◆ AIM OF THE EXERCISE
Copy all of the entries that follow, exactly.

[Source records]

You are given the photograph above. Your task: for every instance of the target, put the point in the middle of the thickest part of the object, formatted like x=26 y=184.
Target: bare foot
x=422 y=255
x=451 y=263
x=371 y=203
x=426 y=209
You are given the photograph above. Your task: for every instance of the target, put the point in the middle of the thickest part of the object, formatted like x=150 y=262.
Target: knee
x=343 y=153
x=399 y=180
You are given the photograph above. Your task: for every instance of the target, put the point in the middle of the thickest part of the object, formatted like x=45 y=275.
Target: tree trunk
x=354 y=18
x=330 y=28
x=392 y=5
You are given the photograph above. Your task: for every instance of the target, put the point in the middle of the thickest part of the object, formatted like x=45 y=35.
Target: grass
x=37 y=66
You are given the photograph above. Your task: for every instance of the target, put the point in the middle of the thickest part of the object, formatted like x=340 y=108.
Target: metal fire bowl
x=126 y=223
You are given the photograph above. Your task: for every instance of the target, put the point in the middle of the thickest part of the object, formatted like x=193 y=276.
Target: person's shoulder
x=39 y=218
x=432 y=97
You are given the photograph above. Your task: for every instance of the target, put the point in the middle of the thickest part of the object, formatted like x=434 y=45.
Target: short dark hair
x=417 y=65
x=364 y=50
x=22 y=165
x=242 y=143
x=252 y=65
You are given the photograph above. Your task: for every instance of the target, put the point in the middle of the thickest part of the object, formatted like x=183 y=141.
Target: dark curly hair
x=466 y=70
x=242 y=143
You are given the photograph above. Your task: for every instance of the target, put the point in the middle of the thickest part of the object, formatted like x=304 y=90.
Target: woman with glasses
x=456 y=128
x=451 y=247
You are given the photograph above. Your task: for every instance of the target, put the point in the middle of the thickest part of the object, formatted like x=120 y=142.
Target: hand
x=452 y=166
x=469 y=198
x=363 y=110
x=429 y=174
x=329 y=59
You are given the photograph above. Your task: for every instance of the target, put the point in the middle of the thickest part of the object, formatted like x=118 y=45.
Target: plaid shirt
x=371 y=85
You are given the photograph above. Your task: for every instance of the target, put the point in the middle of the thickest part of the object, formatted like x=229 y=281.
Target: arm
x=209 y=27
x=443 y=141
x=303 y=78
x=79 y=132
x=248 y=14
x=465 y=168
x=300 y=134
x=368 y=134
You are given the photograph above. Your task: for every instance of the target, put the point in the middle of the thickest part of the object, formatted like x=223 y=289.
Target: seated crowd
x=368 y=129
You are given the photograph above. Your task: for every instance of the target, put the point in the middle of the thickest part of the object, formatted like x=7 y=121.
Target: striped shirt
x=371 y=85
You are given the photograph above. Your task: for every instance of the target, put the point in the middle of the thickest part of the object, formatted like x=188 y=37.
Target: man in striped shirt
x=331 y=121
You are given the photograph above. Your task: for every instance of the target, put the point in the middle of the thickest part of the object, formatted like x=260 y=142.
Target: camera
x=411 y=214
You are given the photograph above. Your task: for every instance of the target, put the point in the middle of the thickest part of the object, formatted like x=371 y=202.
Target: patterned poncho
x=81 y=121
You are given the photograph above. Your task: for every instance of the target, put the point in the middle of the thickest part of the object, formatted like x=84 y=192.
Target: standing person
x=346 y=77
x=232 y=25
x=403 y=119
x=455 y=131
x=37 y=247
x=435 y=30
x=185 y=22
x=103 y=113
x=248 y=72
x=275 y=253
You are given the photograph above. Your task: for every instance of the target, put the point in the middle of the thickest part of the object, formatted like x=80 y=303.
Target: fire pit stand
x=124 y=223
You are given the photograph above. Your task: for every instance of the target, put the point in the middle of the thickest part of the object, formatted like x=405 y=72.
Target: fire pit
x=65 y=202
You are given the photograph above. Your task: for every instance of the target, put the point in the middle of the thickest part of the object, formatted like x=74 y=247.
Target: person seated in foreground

◆ WRITTEN ANSWER
You are given the photograph above. Your task: for every instance of the target, put the point in the middle of the thickest part of the object, formatted like x=26 y=184.
Target: bare foot
x=422 y=255
x=451 y=263
x=371 y=203
x=426 y=209
You are given the photograph above. Your task: for every instance of the target, put the point in the middle of the thickest part of the object, formatted like x=150 y=262.
Target: knee
x=343 y=153
x=399 y=180
You are given the photograph above. Your task: for every instance of the target, put the point in the middle of the thickest part of the object, formatted like x=45 y=275.
Target: tree trunk
x=354 y=18
x=330 y=28
x=392 y=5
You are given the photograph above. Your task: for every instance of the target, put the point in the middle of the thickest part of the object, formatted like x=45 y=35.
Target: grass
x=37 y=66
You are given the photograph above. Your task: for every instance of the target, put the point in the middle of the thickest part of the object, formatted like x=340 y=108.
Target: metal fire bowl
x=126 y=223
You are given the photograph above. Your task: for every instance of the target, put the point in the middle of the thickest part of the object, formatted like x=193 y=276.
Target: person's shoulder
x=39 y=218
x=432 y=97
You are given the photograph above. Your task: for every instance of the target, put the point in the middle of the thickest part of the object, formatted like x=434 y=45.
Target: short dark hair
x=417 y=65
x=364 y=50
x=22 y=165
x=242 y=143
x=252 y=65
You are given the photograph above. Your task: for every instance of the target, put the point in the middle of the thickest part of the object, formatted like x=183 y=141.
Target: dark curly hair
x=466 y=70
x=242 y=143
You are given the photograph above. Your task: for every instance of the target, put the point in the middle of the thickest part of the object, formatted like x=304 y=90.
Target: woman with glasses
x=456 y=128
x=451 y=247
You are given the photograph above. Your task: for every instance of the target, put the point in the middle of the thickest part of the object, formatted like x=120 y=142.
Target: hand
x=452 y=166
x=469 y=198
x=363 y=110
x=429 y=174
x=329 y=59
You are given the photograph above. Your task: for every instance of the target, put the point in the middle of the thickest part of the object, formatted like x=118 y=45.
Target: plaid shirt
x=371 y=85
You are given the photograph above. Your task: for every instance of the target, put the point in the middle of the thickest part of the object, formatted like x=229 y=281.
Target: arm
x=209 y=27
x=443 y=141
x=303 y=78
x=79 y=132
x=248 y=14
x=465 y=168
x=300 y=134
x=368 y=134
You are given the photograph above. Your task: for every instance of the target, put the point in the middle of the thickest part of the object, formatted like x=223 y=289.
Target: seated crowd
x=368 y=129
You are given the photograph above. Your task: for every instance of the target, put the point in the middle of the thickest part of the object, formatted like x=7 y=121.
Target: striped shirt
x=371 y=85
You are given the photograph above. Your task: for every instance of the target, put the point in the middle of the thickest part of the object, formatted like x=188 y=37.
Target: man in striped shirt
x=331 y=121
You are given the photograph above. Your task: for every instance of the target, put the point in the middle of the thickest part of the object, formatted like x=260 y=142.
Target: camera
x=411 y=214
You are given the photograph above. Your task: for every instance of the target, put the point in the middle of the thickest part of the object, formatted like x=371 y=202.
Target: patterned poncho
x=81 y=121
You are given the photograph above. Your task: for every instance of the target, put the point in the middle of the thickest part of the object, formatted like x=84 y=192.
Target: standing person
x=346 y=77
x=232 y=25
x=403 y=119
x=455 y=131
x=37 y=247
x=435 y=30
x=185 y=22
x=103 y=113
x=248 y=72
x=275 y=253
You are given the photograph above. Your task: for every instance of the target, put the point in the middle of the thickest part of the object, formatted like x=80 y=303.
Target: fire pit stand
x=124 y=223
You are given the photograph above. Your task: for every instance of the target, put the point in the middle of the thickest part of the object, formatted like x=405 y=72.
Target: fire pit
x=65 y=202
You are given the photograph above. Your task: for every instance of the target, put the point in the middle of the thickest part of the object, formatted like x=74 y=247.
Target: person seated in foreground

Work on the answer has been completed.